What to work on: Every line of the material must be copied exactly.

Data for this exercise Block Start

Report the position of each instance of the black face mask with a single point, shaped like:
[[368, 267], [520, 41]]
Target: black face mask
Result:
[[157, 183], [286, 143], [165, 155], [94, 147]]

Data for this exercise Block End

Your solution:
Report the position of each instance of the black face mask with a single point, shaped like:
[[368, 267], [520, 41]]
Target: black face mask
Result:
[[157, 183], [286, 143], [165, 155], [94, 147]]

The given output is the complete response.